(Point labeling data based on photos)
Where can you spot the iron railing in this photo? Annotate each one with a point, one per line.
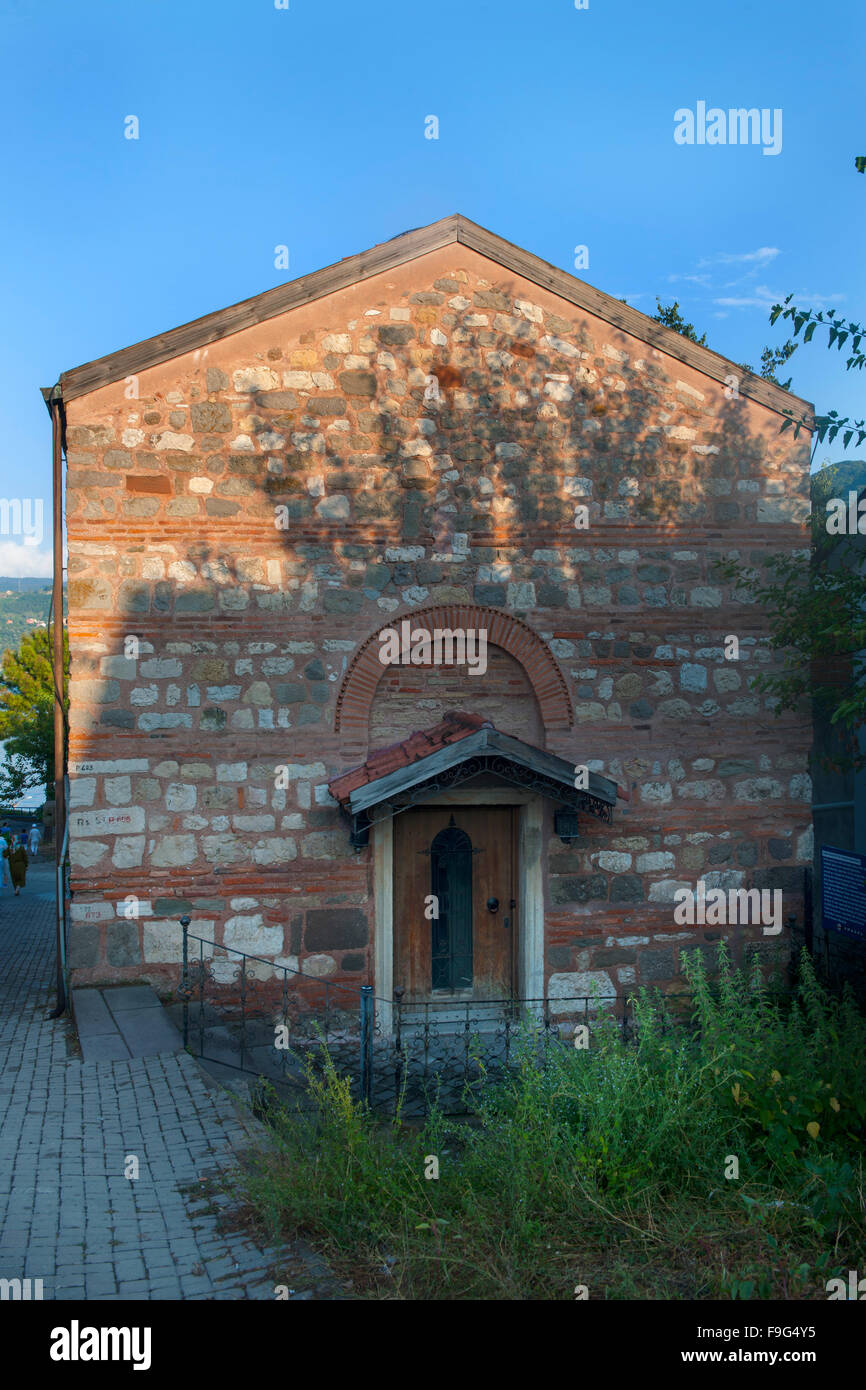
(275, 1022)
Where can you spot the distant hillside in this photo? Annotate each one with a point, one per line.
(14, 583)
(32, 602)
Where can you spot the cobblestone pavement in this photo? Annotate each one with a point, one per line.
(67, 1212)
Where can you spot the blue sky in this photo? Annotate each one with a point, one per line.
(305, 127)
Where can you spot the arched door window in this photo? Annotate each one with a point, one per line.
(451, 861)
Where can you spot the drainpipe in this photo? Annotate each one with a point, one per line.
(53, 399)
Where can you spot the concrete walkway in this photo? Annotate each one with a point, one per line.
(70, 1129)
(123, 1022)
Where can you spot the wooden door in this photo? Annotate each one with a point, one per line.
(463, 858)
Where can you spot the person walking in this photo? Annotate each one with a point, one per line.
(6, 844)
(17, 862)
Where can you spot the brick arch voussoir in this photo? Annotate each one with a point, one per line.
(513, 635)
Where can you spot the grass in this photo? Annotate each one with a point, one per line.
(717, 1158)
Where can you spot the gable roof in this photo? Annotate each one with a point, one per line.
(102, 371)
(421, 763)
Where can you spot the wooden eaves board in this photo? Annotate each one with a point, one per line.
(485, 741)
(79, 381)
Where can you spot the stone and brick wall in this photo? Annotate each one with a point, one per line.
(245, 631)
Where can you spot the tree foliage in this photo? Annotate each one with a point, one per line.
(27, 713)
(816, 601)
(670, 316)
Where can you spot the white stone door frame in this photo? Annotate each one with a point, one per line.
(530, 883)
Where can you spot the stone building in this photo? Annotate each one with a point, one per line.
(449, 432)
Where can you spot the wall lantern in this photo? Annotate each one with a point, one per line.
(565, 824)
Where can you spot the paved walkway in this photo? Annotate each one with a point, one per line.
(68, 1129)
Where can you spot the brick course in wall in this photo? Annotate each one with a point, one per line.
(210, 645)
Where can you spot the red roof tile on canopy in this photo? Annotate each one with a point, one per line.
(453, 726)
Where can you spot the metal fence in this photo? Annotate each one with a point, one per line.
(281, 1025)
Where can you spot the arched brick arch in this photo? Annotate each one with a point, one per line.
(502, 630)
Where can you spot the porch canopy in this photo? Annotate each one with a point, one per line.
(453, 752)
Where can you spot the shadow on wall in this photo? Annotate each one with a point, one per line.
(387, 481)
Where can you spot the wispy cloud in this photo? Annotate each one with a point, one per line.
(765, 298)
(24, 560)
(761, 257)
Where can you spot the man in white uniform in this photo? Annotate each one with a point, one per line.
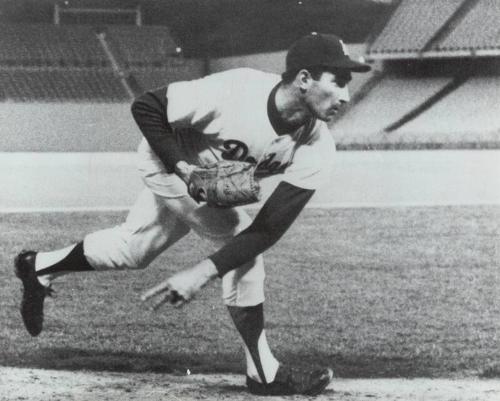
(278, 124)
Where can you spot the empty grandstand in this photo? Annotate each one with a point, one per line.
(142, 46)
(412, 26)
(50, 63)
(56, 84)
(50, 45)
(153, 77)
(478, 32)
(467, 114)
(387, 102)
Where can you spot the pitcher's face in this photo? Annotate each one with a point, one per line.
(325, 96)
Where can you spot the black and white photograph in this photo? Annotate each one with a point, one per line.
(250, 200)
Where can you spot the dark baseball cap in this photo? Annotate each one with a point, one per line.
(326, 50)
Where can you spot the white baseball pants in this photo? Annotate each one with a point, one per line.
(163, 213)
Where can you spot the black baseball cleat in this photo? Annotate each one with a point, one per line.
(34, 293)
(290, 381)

_What you will do_
Copy all of the data above word for word, with the pictures left out.

_Result of this exercise_
Where can you spot the iron railing in this photo? Annotate each one with a point, one per line.
(275, 1022)
Where can you spot the distant hillside in this photo? Annotate each one with a point, one per line.
(14, 583)
(32, 602)
Where can you spot the cobblestone pavement in this photo? Annotate each one with a point, one per line.
(67, 1212)
Where can you spot the blue sky in this photo? Annotate each one with a point, one per line.
(305, 127)
Where can you spot the arched door window in this photo? Annotate each one with a point, one per line.
(451, 861)
Where can you spot the drainpipe in this photo? Annotate each one with a point, one per line.
(53, 399)
Where can you spot the concrete walkway in this photo? Annotate each one with a point, one per line.
(70, 1129)
(123, 1022)
Where can you spot the wooden door in this photo? Annotate each one with a point, one per line.
(463, 858)
Where can you spot the person walking in this photo? Annotate each one with a point, one per line.
(6, 844)
(17, 862)
Where can you spot the brick arch voussoir in this photo? Annotate each one with a point, one per line.
(513, 635)
Where can you spot the grass in this photo? Annotate each one with a point, one per line.
(717, 1158)
Where can you spot the gable roof in this photo? Annotate each one with a point, one per line.
(102, 371)
(421, 763)
Where can you spot the wooden eaves board in this photo? Annotate each one with a point, one per line.
(485, 741)
(79, 381)
Where can you spot the stone and brick wall in this photo? Annotate each one with a point, one per line.
(245, 631)
Where can you spot the tree foliage in this photo? Annotate each one with a point, one per line.
(27, 713)
(816, 601)
(670, 316)
Where can you spot the white stone door frame in this photo? Annotate each one with a point, one per line.
(530, 883)
Where can you spot the stone building in this photo? Annotate each one with a point, one per line.
(449, 432)
Where can you spot the wall lantern in this photo? Annotate each one with a point, one per line.
(565, 824)
Where can you spot the paved walkway in this photo? Annotate each one with a point, one per line.
(68, 1129)
Where can you spot the brick course in wall in this photo? Annotate each one with a point, one per line.
(210, 645)
Where can you spot the red roof tile on canopy in this photo? Annotate each one with a point, one per line.
(453, 726)
Where can you spot the metal fence in this photo? Annotate each one with a point, one per line.
(281, 1025)
Where can you spot the arched brick arch in this photo? Annotate each one with a point, one per line.
(502, 630)
Where can you spot the porch canopy in this photo? Annotate each one with a point, one per line.
(453, 752)
Where can you spot the shadow on wall in this photo? Annotate each one with a point, one per line.
(387, 481)
Where can you spot the wispy cloud in this photo? Annotate each one with a point, one per line.
(765, 298)
(24, 560)
(761, 257)
Where can you spot the man in white uniform in this photo? Annotate each one with a point, one per line.
(278, 124)
Where can you spot the empty grandstand in this photo? Annotate each one with a point, one per line.
(142, 46)
(412, 26)
(50, 63)
(56, 84)
(50, 45)
(153, 77)
(478, 32)
(467, 114)
(387, 102)
Where can you spot the pitcher's face in this photo? Annotate each one with a point, one per line.
(325, 96)
Where can you spot the black and white photograph in this photo? Annotate each one with a point, one per line.
(250, 200)
Where can you spot the dark baseball cap in this photo? Annotate each one with a point, one per line.
(326, 50)
Where can you spot the white baseball pants in this photo? Annotate each one with a point, one per line.
(163, 213)
Where can you spot the black baseball cleat in this photo? Annotate each one with a point, one per line.
(34, 293)
(290, 381)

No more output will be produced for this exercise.